▸ **Document segment**:
+ + + + + + +
Collateralization Debate Heats Up

International Editor

The increasing importance of reinsurance recoverables is heating up the controversy over whether U.S. reinsurers should be compelled to provide 100 percent collateralization for their exposures to ceding companies, according to Standard & Poors and industry observers.

Indeed, Maurice Greenberg, chairman and CEO of American International Group, raised the temperature a few degrees when in April he demanded collateral of his insurers, both alien and domestic companies.

Market sources say that U.S. reinsurers are rejecting the AIG demand as unreasonable and walking away from business. “If that means they lose the AIG business, so be it, they lose the AIG business,” said one source.

However, Andrew Silver, an AIG representative, said, “AIG is asking for collateral and getting it.”

The issue driving AIG, say some market observers, is that AIG expects long-term reinsurance coverage from companies that are not as highly rated as is AIG itself.

But what if all U.S. ceding companies make collateral a requirement? What if regulators make collateral and a license a requirement for U.S. reinsurers?

Of course, not every ceding company has the market leverage to require collateral, said sources.

Given that reinsurance recoverability is a growing concern, S&P, in a recent report called “Collateralization: Curse or Cure,” questioned how best to safeguard insurers: “Is it by an arbitrary collateralization rule that applies only to overseas reinsurers? Is it by allowing the market to seek its own security by favoring reinsurers with higher ratings? Or is it by applying the same arbitrary rule to all reinsurers, irrespective of either location or creditworthiness, so that U.S. players are held to the same standard?”

S&P noted that each approach has its supporters.

S&P said if the AIG requirement was implemented across the market, financial markets could not “absorb such widespread demand for security.”
+ + + + + + +
▸ **Source material**:

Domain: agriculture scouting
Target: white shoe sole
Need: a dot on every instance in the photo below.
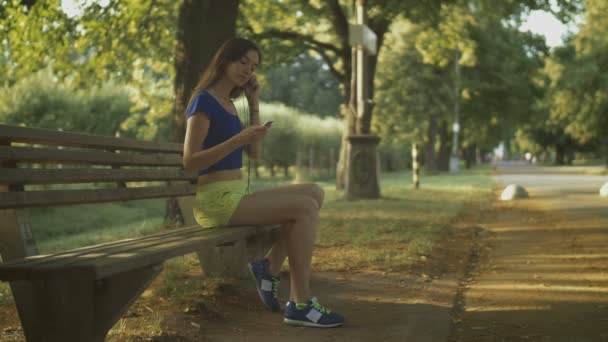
(295, 322)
+ + + + + + +
▸ **Problems to work on**:
**A)** In the collateralization article, echo everything from "Indeed, Maurice Greenberg, chairman" down to "and domestic companies.".
**B)** Answer yes or no for each statement about the collateralization article and quote the deciding words: (i) Andrew Silver speaks for AIG. (ii) Maurice Greenberg demanded collateral only from alien insurers. (iii) S&P said financial markets could absorb widespread demand for security if the AIG requirement spread across the market.

▸ **Outputs for the tasks**:
**A)**
Indeed, Maurice Greenberg, chairman and CEO of American International Group, raised the temperature a few degrees when in April he demanded collateral of his insurers, both alien and domestic companies.

**B)**
(i) Yes: "Andrew Silver, an AIG representative"
(ii) No: "both alien and domestic companies"
(iii) No: "financial markets could not “absorb such widespread demand for security.”"